+++ Quoted passage

Metrics collected and available from StorPool¶
1. Overview¶
A StorPool cluster collects & sends metrics information about its performance and related stats. These are described below.
Customers can access the data either:
via https://analytics.storpool.com/ on pre-defined dashboards;
via direct access in the InfluxDB instance for their cluster (please contact StorPool support to get access);
via an InfluxDB (or other database that supports InfluxDB’s line protocol) of their own, by configuring
SP_STATDB_ADDITIONAL
in/etc/storpool.conf
, see the last section in this document.
The Grafana dashboards used by StorPool at https://analytics.storpool.com/ are available on request, via StorPool support.

++++++

▶ [Written instruction]:
Answer these questions about the StorPool metrics overview:
(a) To send metrics to your own InfluxDB, which setting do you configure, and in which file?
(b) Whom do you contact for direct access to the InfluxDB instance for your cluster?
(c) How can you get the Grafana dashboards that StorPool uses at https://analytics.storpool.com/?

+++ Dataset

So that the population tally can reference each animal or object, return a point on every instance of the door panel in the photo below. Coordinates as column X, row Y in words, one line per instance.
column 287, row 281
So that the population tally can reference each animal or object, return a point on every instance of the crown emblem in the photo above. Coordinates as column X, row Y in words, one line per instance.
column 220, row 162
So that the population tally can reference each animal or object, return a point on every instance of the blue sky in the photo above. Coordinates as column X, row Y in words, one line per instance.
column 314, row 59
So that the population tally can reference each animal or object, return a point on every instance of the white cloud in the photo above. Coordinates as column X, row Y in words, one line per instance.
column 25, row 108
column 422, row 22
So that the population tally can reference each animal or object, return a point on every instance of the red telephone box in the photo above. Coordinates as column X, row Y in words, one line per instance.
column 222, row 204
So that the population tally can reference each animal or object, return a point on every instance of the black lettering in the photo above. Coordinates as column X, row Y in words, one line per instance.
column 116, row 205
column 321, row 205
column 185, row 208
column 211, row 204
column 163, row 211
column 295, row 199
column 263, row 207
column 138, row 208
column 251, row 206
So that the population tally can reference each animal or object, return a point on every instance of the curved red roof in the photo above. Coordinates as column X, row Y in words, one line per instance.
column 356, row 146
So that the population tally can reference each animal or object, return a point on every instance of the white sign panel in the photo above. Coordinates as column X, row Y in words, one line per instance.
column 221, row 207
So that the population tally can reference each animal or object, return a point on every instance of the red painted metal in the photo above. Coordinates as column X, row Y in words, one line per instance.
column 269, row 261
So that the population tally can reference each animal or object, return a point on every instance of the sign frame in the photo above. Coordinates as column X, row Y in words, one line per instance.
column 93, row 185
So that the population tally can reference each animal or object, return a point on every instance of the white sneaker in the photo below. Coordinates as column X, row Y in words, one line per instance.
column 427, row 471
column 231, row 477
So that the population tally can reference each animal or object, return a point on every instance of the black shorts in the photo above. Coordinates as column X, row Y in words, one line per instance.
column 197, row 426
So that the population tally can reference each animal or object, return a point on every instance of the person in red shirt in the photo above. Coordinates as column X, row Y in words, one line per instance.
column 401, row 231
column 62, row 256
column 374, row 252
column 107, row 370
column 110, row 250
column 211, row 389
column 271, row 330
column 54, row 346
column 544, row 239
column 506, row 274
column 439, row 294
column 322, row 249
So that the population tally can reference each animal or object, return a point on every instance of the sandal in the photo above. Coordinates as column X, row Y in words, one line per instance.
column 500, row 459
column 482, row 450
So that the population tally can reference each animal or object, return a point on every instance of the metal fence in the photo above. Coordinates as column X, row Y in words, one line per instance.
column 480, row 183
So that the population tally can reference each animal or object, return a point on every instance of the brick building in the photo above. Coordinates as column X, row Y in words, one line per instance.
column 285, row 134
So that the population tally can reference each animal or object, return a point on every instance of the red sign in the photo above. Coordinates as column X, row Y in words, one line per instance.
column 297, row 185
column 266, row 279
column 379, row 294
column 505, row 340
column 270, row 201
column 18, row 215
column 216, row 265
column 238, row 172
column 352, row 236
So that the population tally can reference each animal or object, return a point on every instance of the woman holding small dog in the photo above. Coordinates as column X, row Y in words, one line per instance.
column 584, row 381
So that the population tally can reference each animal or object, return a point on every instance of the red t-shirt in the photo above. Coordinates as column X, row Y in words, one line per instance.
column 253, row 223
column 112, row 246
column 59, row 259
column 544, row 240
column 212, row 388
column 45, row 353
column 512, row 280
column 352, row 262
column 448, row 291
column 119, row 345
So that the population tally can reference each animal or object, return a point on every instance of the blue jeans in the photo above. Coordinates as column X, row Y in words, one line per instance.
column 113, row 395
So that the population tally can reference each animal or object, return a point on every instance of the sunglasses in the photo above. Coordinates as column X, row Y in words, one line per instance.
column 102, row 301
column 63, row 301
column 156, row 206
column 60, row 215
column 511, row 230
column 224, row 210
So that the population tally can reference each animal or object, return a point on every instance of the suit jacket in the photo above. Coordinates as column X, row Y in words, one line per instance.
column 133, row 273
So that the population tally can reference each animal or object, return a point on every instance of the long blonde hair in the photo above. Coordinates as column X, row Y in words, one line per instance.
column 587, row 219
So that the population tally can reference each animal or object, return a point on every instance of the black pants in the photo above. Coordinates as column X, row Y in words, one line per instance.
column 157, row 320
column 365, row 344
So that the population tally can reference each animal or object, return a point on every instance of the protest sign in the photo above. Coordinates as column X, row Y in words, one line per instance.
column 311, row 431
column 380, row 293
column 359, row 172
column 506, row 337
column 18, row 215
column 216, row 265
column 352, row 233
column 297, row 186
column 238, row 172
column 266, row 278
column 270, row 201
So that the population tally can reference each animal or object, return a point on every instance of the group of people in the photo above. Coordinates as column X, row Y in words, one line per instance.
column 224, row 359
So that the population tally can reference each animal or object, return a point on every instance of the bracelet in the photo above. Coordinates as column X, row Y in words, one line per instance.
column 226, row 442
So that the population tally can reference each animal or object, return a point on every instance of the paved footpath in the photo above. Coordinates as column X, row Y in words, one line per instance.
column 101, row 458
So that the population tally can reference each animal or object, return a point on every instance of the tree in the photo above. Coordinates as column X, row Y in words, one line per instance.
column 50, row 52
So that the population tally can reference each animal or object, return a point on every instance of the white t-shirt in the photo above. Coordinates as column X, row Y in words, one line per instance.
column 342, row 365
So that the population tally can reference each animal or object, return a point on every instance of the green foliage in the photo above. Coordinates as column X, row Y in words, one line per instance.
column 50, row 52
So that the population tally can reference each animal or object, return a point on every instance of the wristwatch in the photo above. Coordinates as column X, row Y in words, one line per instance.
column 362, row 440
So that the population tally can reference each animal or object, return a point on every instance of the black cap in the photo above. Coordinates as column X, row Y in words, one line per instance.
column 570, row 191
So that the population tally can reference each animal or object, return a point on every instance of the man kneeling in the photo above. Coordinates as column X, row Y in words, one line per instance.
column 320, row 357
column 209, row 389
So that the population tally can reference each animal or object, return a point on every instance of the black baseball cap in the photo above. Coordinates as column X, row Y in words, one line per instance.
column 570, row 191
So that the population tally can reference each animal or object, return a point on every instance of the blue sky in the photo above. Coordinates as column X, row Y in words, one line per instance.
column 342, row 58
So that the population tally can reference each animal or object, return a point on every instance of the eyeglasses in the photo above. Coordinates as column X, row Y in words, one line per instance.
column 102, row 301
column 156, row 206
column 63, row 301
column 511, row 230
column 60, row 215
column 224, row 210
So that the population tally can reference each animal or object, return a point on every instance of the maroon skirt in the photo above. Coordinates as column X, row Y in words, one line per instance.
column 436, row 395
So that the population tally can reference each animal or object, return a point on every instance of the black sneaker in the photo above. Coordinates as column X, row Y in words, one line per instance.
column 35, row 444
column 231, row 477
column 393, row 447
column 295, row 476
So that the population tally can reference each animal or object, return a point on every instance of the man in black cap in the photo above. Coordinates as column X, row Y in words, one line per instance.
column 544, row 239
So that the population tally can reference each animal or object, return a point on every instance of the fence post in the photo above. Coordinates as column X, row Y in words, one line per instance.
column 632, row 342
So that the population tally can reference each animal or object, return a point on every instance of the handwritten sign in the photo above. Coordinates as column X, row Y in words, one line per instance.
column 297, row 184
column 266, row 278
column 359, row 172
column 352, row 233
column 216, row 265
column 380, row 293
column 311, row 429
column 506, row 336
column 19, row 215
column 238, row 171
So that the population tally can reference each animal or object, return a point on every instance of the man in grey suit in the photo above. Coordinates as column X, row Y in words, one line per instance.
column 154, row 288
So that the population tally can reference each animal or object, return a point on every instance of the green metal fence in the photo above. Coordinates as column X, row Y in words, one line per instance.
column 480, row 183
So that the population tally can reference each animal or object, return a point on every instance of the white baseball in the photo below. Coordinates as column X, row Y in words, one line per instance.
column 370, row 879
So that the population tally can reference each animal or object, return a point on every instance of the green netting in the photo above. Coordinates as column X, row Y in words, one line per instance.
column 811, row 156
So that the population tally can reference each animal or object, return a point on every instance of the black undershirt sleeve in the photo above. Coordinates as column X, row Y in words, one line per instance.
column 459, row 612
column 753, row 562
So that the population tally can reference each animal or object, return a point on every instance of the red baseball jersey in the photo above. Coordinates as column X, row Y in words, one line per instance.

++++++

▶ [Solution for this exercise]:
(a) SP_STATDB_ADDITIONAL, in /etc/storpool.conf.
(b) StorPool support.
(c) On request, via StorPool support.